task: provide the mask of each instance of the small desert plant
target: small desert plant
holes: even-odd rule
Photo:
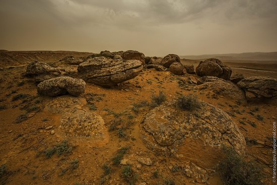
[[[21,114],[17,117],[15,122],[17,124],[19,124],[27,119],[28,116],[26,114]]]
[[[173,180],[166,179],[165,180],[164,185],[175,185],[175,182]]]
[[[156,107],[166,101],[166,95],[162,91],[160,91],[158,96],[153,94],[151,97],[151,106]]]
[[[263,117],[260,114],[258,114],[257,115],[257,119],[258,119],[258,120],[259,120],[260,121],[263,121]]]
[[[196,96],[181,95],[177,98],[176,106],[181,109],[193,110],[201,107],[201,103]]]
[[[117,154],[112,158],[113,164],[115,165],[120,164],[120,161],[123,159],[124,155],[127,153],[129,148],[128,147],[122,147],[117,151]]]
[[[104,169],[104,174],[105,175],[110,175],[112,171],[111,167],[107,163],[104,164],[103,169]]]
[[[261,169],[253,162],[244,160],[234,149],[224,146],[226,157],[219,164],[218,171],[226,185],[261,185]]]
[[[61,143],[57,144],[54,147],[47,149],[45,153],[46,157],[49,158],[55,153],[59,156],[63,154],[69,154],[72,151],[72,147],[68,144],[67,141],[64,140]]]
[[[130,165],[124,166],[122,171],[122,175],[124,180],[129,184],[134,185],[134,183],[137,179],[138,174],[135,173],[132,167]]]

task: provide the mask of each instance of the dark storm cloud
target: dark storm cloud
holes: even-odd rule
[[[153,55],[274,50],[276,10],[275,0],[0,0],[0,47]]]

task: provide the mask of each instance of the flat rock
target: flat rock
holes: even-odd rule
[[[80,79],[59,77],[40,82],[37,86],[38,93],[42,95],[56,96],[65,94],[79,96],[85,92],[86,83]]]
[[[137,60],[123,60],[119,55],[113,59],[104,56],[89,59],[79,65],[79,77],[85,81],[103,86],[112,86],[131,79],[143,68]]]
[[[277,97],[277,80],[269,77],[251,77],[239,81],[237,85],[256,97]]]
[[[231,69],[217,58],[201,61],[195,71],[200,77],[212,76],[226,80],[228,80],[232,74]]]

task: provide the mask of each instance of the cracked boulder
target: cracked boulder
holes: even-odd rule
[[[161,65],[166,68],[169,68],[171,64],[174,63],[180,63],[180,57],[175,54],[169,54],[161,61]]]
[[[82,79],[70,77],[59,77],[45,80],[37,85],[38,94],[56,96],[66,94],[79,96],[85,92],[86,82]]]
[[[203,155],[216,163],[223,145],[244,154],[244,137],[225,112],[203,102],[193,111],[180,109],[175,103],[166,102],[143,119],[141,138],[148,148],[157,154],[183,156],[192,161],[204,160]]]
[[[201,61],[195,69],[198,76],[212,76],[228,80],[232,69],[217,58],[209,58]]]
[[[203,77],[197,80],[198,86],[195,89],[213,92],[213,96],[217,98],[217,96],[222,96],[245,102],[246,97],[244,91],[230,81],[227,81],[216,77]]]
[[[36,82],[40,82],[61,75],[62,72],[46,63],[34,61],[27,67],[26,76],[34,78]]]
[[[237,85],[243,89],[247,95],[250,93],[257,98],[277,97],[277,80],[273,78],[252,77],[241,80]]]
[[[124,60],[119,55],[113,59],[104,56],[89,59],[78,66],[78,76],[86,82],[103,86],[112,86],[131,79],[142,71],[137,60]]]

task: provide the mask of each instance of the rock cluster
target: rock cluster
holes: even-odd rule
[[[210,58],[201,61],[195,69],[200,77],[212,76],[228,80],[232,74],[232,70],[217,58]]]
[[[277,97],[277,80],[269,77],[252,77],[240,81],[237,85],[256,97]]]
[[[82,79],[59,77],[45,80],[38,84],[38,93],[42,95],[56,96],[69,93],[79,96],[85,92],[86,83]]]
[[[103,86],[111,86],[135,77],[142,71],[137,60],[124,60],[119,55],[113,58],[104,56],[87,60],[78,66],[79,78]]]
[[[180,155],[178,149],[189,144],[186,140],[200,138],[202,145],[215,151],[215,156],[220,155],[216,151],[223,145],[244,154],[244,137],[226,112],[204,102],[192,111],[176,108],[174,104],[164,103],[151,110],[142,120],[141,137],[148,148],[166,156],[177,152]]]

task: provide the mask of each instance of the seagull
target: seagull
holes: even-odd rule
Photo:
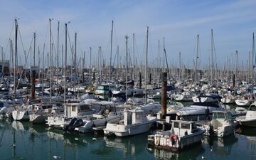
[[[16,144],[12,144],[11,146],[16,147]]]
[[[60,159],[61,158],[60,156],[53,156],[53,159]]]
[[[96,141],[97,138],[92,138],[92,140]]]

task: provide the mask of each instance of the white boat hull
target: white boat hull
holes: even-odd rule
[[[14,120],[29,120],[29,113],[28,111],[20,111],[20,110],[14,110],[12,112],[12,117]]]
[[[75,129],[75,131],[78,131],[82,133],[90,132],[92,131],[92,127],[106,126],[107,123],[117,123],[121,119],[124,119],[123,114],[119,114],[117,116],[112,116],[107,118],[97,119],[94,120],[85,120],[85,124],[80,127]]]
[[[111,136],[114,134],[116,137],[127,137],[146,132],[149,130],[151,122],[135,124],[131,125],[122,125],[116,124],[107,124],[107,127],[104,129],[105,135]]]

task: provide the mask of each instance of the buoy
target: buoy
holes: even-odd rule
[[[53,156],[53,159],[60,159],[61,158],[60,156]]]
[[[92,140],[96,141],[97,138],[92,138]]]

THE REQUEST: Rewrite the part of the entries above that opens with the line containing "task: provide the mask of each instance of the white" and closes with the last line of the entries, both ends included. Keep every line, including the task lines, and raise each polygon outline coordinate by 24.

RIGHT ANSWER:
task: provide the mask of each instance of the white boat hull
target: white boat hull
holes: even-odd rule
[[[38,144],[53,144],[53,137],[52,135],[44,135],[44,134],[38,134],[36,136],[36,141]]]
[[[99,153],[99,155],[102,155],[106,157],[114,156],[116,155],[116,151],[130,150],[131,147],[141,147],[145,143],[148,143],[147,138],[143,138],[141,140],[136,140],[131,142],[121,143],[118,144],[109,144],[109,148],[104,151]]]
[[[135,160],[138,158],[140,161],[151,161],[170,156],[173,154],[175,146],[159,148],[155,149],[146,149],[140,148],[131,148],[131,151],[128,153],[129,159]]]

task: provide the mask of each instance of the buoy
target: buoy
holes: even-odd rule
[[[77,180],[77,183],[84,183],[85,182],[84,180]]]
[[[116,164],[120,165],[121,162],[116,162]]]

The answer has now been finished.